§ Goal: Could you rewrite all the lines below as a numbered list, skipping any blank lines and leaving the pictures out?

§ Raw records:

- - - -

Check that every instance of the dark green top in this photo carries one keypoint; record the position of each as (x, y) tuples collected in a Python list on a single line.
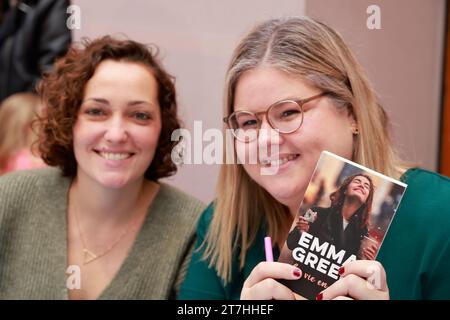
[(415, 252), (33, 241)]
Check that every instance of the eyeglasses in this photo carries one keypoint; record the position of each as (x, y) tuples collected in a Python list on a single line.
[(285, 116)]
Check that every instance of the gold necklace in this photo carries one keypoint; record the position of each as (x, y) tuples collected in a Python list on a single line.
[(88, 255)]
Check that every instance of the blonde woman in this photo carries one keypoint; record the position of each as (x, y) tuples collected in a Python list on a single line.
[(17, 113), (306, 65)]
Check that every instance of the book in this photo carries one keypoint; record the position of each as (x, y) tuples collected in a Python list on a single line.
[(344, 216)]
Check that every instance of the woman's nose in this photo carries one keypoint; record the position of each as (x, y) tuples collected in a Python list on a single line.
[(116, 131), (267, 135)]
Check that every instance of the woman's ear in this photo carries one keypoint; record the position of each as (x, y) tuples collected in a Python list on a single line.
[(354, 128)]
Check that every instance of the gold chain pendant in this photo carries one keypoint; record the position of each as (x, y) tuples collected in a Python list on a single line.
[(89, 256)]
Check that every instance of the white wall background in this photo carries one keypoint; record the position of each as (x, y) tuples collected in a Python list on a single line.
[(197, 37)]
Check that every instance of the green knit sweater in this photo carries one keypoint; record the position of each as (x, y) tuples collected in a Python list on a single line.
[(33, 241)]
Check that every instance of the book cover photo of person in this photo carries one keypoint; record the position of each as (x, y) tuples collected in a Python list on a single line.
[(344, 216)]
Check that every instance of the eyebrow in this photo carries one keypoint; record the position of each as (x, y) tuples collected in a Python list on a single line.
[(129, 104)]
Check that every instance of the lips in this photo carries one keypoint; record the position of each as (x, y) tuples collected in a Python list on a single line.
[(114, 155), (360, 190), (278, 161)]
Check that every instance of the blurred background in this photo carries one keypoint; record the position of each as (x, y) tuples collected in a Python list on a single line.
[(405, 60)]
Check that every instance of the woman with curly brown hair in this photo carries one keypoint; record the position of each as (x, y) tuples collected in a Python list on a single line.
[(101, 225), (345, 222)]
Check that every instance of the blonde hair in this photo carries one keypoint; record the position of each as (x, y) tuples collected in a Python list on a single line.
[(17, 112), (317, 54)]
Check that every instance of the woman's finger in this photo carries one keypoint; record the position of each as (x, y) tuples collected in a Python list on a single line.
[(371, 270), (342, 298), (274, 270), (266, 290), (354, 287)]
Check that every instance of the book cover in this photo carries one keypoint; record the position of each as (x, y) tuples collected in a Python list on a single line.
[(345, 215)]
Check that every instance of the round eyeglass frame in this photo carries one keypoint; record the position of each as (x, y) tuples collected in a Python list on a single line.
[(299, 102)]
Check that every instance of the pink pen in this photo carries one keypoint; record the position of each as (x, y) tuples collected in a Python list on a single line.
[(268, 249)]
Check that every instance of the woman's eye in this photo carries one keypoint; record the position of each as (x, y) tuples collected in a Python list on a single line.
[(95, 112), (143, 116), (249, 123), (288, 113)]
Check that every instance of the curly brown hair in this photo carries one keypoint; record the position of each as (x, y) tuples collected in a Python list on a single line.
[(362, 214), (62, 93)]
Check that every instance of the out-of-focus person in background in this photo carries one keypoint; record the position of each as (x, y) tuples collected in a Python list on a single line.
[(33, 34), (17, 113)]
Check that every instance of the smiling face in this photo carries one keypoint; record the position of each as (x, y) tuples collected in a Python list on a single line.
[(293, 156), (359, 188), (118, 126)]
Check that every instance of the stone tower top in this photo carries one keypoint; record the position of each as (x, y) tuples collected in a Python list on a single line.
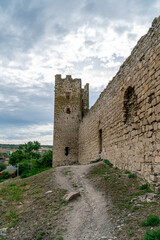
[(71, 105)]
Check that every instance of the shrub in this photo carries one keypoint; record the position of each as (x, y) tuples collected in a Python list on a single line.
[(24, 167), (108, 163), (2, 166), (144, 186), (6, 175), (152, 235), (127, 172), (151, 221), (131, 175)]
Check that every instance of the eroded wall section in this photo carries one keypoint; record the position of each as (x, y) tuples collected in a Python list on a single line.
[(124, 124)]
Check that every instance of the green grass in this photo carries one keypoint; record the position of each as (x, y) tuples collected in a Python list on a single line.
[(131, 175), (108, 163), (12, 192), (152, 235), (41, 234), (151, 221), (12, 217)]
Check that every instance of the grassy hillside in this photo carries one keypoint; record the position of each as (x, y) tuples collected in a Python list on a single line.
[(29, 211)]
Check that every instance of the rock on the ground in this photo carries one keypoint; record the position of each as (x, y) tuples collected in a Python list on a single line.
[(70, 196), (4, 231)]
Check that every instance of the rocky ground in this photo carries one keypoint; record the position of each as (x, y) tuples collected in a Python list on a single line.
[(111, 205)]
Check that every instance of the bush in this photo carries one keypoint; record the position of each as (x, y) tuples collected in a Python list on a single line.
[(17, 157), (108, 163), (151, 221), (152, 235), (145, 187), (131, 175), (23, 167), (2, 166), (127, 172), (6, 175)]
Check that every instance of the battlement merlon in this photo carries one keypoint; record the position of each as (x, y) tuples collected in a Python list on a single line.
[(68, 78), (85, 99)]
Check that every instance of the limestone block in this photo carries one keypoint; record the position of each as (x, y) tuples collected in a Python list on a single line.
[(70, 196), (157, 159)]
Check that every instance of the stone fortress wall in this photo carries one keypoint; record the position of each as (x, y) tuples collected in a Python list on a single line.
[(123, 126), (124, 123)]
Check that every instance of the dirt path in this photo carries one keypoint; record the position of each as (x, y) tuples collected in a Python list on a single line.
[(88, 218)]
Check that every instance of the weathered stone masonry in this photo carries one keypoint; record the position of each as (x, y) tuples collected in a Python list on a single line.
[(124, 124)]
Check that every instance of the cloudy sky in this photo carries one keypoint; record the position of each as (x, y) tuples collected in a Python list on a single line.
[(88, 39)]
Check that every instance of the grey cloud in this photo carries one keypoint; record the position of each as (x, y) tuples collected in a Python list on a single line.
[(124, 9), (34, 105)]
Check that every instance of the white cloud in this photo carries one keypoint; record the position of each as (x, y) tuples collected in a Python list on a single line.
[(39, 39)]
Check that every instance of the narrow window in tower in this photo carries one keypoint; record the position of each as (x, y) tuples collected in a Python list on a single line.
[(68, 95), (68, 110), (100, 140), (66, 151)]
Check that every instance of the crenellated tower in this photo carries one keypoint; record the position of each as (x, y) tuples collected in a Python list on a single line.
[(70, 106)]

- - - -

§ Task output:
1. Check that every instance of the dark green top in this photo carries one keypoint; record the position of each as (x, y) tuples collected in a Python list on a single line.
2. [(415, 252), (33, 241)]
3. Check that every instance of the eyeglasses in this photo carries one keypoint; record the position of each as (x, y) tuples collected in a Python list on a single line.
4. [(285, 116)]
5. Check that every instance of the gold necklace in this photo carries one keypoint; record the position of each as (x, y) tuples collected in a Python list on a single line.
6. [(88, 255)]
7. Check that every instance of the blonde woman in this photo carries one keypoint; record the position of each as (x, y) tuples collected in a Python list on a single line.
8. [(17, 113), (306, 65)]
9. Check that every instance of the book in this photo carries one keypoint; record the position of each as (x, y) tuples collected in a Python list on a single line.
10. [(344, 216)]
11. Check that every instance of the woman's nose in this photo carries one keypoint; record the position of each as (x, y) tuples collected in a Python list on a single line.
12. [(116, 131), (267, 135)]
13. Check that every instance of the woman's ear in this photo carries one keypoint; record the position of each as (x, y) tuples collected in a Python list on a single line.
14. [(354, 128)]
15. Check that every instance of the gold chain pendant in this photo carries one keypoint; record the position of each as (x, y) tuples collected in a Python list on a single line.
16. [(89, 256)]
17. Check that every instance of the white wall background in this photo carries one keypoint; record the position of each as (x, y) tuples collected in a Python list on a single line.
18. [(197, 37)]
19. Check that every instance of the green knit sweater in this photo carries one keypoint; record the position of each as (x, y) tuples collected in a Python list on a single line.
20. [(33, 241)]
21. Check that every instance of the book cover photo of person in this photo carries one keypoint; record the position of each as (x, y) tuples collected in a Python list on a single line.
22. [(344, 216)]
23. Check that every instance of the eyebrow in this photo carries one keypoint; record the position of each as (x, y) tuples collected in a Python list on a single line.
24. [(129, 104)]
25. Check that every instance of the lips in this photo carries one keypoint; record the position of each as (x, y) tuples collected in a Python list on a single line.
26. [(114, 155), (360, 190), (278, 161)]
27. Check that every instance of the blurred background in this photo carries one keypoint; record the position of each as (x, y) tuples collected in a Python list on a single line.
28. [(405, 60)]
29. Check that every instance of the woman with curly brown hair in this photo carries one keypoint; record the position of each as (x, y) tuples collected in a Python list on a single line.
30. [(101, 225), (345, 222)]
31. Check that every instance of the blonde hair in this photo carries one keypoint; record the position of each as (x, y) tuples collected in a Python list on a single line.
32. [(17, 112), (317, 54)]
33. Check that every instance of the woman's finger in this photo carries one keypoint; record the position of each as (x, y) tuples collected in a Python list on a single line.
34. [(371, 270), (342, 298), (274, 270), (266, 290), (354, 287)]
35. Check that every instance of the book cover in this photo carries one keypoint; record the position of each as (x, y) tuples collected in a Python list on a single line.
36. [(345, 215)]
37. Check that every instance of the round eyeglass frame in this photo carries one keypoint; record the position of each as (x, y) tuples collected in a Python list on a single line.
38. [(299, 102)]
39. Check that every instance of the pink pen in this photo carries one keypoint; record the position of each as (x, y) tuples collected in a Python list on a single line.
40. [(268, 249)]
41. Check that every instance of the woman's eye in this photo carries one keypoint; record the position of each as (x, y) tuples collected in a Python list on a single line.
42. [(95, 112), (143, 116), (249, 123), (288, 113)]
43. Check that every instance of the curly brown hair in this photo carries one keypoint; record the position of each as (x, y) tuples collected in a Python list on a single line.
44. [(362, 214), (62, 93)]
45. Check that every instance of the out-of-focus person in background in this photo carries one keypoint; record the position of each as (x, y) tuples collected in a Python list on a single line.
46. [(33, 34), (17, 113)]
47. Check that every instance of the smiling face in this photo carries one keypoint; record the position of each as (x, y) tuples collected in a Python list on a single line.
48. [(293, 156), (359, 188), (118, 126)]
49. Check that every instance of the stone tower top in this photo carries one keypoint; record the position of each as (x, y) tuples collected in a Python list on a single line.
50. [(71, 105)]
51. Check that every instance of the shrub in this photo carries one keypoint; record the position of each as (x, y) tuples collected in a Python list on a single line.
52. [(24, 167), (108, 163), (2, 166), (144, 186), (6, 175), (152, 235), (127, 172), (151, 221), (131, 175)]
53. Check that every instance of the eroded wall section in this photo carries one keypoint; record the position of each as (x, y) tuples collected in a Python list on a single line.
54. [(124, 124)]
55. Check that every instance of the green grass in this photo carries one keypoint; record the position of each as (x, y) tuples collected in a Python list on a single line.
56. [(131, 175), (108, 163), (12, 192), (152, 235), (41, 234), (151, 221), (12, 217)]
57. Check that every instance of the grassy hillside in this photo carries one keypoint; record the position of each as (x, y) tuples collected in a Python list on a single line.
58. [(29, 211)]
59. Check that every instance of the rock on the ground in this photo carries one keypoint; record the position of each as (x, y) tuples collected in a Python list on a single line.
60. [(70, 196), (4, 231)]
61. Check that every instance of the rocky ground in this photo carries one keypoint; record the position of each as (x, y) tuples collected in a Python list on a single line.
62. [(111, 205)]
63. Check that every instance of the bush in this photo carries one keypoint; record the position of each as (x, y) tuples collected in a Python list on a single line.
64. [(17, 157), (108, 163), (151, 221), (152, 235), (145, 187), (131, 175), (23, 167), (2, 166), (127, 172), (6, 175)]
65. Check that every instance of the battlement merlon in this photo carries one keypoint; record the position of each as (x, y) tuples collected in a Python list on a single line.
66. [(68, 78), (85, 99)]
67. Check that every instance of the limestone block in this photo carries one keypoint; record the position of each as (x, y) tuples collected in a Python list on a single line.
68. [(70, 196), (157, 159)]
69. Check that every instance of the stone fortress wall in this photo carries one keypoint; record the position of each as (x, y) tuples collected in a Python list on a single line.
70. [(123, 126), (124, 123)]
71. Check that every instance of the dirt path in this photo carries one keypoint; record the position of each as (x, y) tuples collected in a Python list on a single line.
72. [(88, 218)]
73. Check that every instance of the weathered stone masonry in this photo carries one keypoint; record the position of each as (x, y) tuples collected in a Python list on a single line.
74. [(124, 124)]
75. Check that every instance of the cloudy sky in this photo carries one keypoint; record the position of each as (x, y) tuples collected in a Python list on a single line.
76. [(88, 39)]
77. Check that every instance of the grey cloud in this photo carries one keypoint; record the position of each as (x, y) tuples collected in a Python list on a single line.
78. [(124, 9), (34, 105)]
79. Check that every instance of the white cloud in this photo carries one keypoint; record the position of each as (x, y) tuples collected in a Python list on a single line.
80. [(39, 39)]
81. Check that every instance of the narrow window in tower in this photo carries one keypoint; record the position of each as (x, y) tuples collected in a Python list on a single line.
82. [(68, 95), (68, 110), (100, 140), (66, 151)]
83. Check that every instance of the crenellated tower in this photo carries one keypoint; record the position of each as (x, y) tuples collected in a Python list on a single line.
84. [(70, 106)]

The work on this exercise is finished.